#### Zadanie A
Podaj, jak miały na imię dwie dziewczyny opisane w poniższym fragmencie dokumentu.

#### Fragment dokumentu

Dziewczyny nie znały jednak języka angielskiego. Jedna coś tam potrafiła, jakieś pojedyncze słówka. Druga nic a nic. Próbowaliśmy dogadać się więc na migi. Było bardzo zabawnie i szło w sumie całkiem nieźle. A poza tym jak fajnie było słuchać tego jak one rozmawiały między sobą po włosku. Ahh! Pomimo, że nie mogliśmy się dogadać bawiliśmy się świetnie. Śmiech łączy! Dziewczyny były szalenie sympatyczne i z całych sił starały się nam pomóc. A my pomimo, że wiedzieliśmy co i jak to dalej udawaliśmy, że się zgubiliśmy bo rozmowa z nimi była tak przyjemna. Po chwili podszedł do nas jakiś facet, który wcześniej czytał książkę. Zagadał po angielsku. Upss. Jego angielski to był na dużo wyższym poziomie niż nasz, a my tu świrujemy nie wiadomo jak. I gościu raz dwa, wytłumaczył nam po angielsku gdzie mamy iść. Pogadał też po włosku z dziewczynami, chyba się nawet znali. No to sobie myślimy - koniec świrowania na dziś, no trudno. A jednak nie! Gościu powiedział nam, że dziewczyny chcą nas odprowadzić. Ha! Kto by nie chciał odprowadzić takich kolesi jak my! Spacer z dziewczynami również był bardzo przyjemny, najpierw obie przedstawiły nam się. Francesca i Federica. Ta Francesca to była dość ładna nawet ale ta Federica to trzeba przyznać, że była zabójczo piękna. I to jeszcze jak! Szczena opada. Szkoda że nie mamy żadnych zdjęć z dziewczynami bo sami przyznalibyście nam rację. Ale akurat chwilę po tym jak zrobiliśmy sobie fotę nad wodą aparat się rozładował... A do tego dziewczyny były tak bardzo sympatyczne, ahh te włoszki. My również przedstawiliśmy się, a one natychmiast przetłumaczyły nasze imiona na włoski. Od teraz byliśmy Mario i Simone. Potem dziewczyny uczyły nas trochę ich języka, opowiadały trochę o sobie, czas mijał bardzo miło. Nawet poczęstowały nas żelkami. Francesca mówiła do mnie z żelkiem w ręku: mandzia! A ja na to, że nie jestem mandzia tylko Simone. Śmiechowa sytuacja, okazało się że mandzia to znaczy chyba poczęstuj się albo coś takiego (tak one nam to wytłumaczyły). Dalej więc było wesoło. Ale co najlepsze, dziewczyny musiały polubić nasze towarzystwo bo na stację prowadziły nas jakimiś innymi uliczkami, na około. Nadłożyliśmy sporo drogi, a czas minął bardzo szybko.

#### Zadanie B
Przepisz część zestawienia od jego początku do wiersza zawierającego "<point>143,418</point>" włącznie, zamieniając w niej "crop field" na "farm field" i nie zmieniając niczego innego.

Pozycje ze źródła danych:
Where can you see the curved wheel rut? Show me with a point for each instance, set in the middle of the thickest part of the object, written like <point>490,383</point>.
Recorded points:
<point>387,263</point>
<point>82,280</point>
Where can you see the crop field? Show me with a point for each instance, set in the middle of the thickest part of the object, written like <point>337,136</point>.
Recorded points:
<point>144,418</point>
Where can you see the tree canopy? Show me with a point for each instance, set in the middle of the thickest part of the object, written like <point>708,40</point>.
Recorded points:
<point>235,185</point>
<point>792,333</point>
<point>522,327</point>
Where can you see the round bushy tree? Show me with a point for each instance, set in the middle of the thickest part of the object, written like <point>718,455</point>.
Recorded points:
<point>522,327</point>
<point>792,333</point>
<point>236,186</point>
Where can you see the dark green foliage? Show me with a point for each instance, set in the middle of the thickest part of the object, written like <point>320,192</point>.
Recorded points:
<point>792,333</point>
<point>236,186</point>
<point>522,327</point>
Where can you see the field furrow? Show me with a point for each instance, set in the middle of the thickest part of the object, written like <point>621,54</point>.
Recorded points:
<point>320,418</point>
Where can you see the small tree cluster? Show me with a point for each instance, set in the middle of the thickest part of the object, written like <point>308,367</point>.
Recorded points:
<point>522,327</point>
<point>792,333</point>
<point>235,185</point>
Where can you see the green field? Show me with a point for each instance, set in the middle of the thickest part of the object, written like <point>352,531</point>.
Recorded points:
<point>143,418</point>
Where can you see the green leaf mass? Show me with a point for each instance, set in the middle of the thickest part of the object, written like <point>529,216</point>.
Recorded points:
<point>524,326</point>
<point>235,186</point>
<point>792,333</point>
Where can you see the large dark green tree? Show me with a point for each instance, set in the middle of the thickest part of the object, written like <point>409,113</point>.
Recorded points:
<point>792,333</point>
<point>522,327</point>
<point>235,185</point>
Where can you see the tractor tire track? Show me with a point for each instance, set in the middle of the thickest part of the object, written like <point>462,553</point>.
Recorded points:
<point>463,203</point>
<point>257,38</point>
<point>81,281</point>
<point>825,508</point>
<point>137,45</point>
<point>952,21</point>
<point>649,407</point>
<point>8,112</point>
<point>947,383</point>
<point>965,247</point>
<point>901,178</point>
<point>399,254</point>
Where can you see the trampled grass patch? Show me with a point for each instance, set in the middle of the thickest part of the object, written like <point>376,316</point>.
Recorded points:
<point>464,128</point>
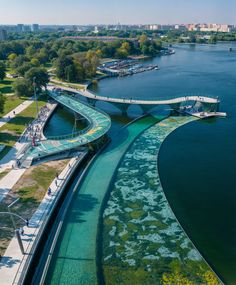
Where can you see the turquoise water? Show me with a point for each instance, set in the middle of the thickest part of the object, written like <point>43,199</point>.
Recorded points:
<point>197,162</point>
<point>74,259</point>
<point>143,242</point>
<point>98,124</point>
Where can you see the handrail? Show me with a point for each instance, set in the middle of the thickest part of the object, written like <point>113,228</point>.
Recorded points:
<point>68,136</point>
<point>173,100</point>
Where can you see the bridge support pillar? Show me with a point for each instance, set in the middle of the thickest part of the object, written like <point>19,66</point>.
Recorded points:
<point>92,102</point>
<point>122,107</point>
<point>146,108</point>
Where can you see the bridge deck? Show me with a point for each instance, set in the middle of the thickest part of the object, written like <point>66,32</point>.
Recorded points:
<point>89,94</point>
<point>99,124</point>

#### Rozwiązanie A
Francesca i Federica.

#### Rozwiązanie B
Where can you see the curved wheel rut? Show me with a point for each instance, set in the middle of the thickest part of the object, written like <point>490,383</point>.
Recorded points:
<point>387,263</point>
<point>82,280</point>
Where can you see the farm field? Show me with a point for each instance, set in the middle of the thickest part of the object, written like <point>337,136</point>.
Recorded points:
<point>144,418</point>
Where can you see the tree canopy? Show me with a point for each instance, set in the middle of the thickest part of the object, written like <point>708,40</point>.
Recorded points:
<point>235,185</point>
<point>792,333</point>
<point>522,327</point>
Where can you see the round bushy tree? Show me with a point for each instance, set in the middle of the thickest part of the object, written like <point>718,455</point>.
Recorded points:
<point>522,327</point>
<point>792,333</point>
<point>236,186</point>
Where can you see the dark green foliage? Show me with a point for each instance, set in the middle of the thickest part of the object, written like <point>320,192</point>.
Recorded points:
<point>792,333</point>
<point>236,186</point>
<point>522,327</point>
Where can you see the field furrow? Show me with a point for each instance, set in the middle of the thickest part of the object, written like <point>621,54</point>.
Recorded points:
<point>320,418</point>
Where can you see the small tree cluster? Show me with a point for each instance, set in the middle of the thickest part of the object, written like <point>308,367</point>.
Recorded points:
<point>522,327</point>
<point>792,333</point>
<point>235,185</point>
Where can you see the green field? Show me with a point for each instance, set in the middle of the thickest part of the object, written like <point>352,531</point>.
Recorded points:
<point>143,418</point>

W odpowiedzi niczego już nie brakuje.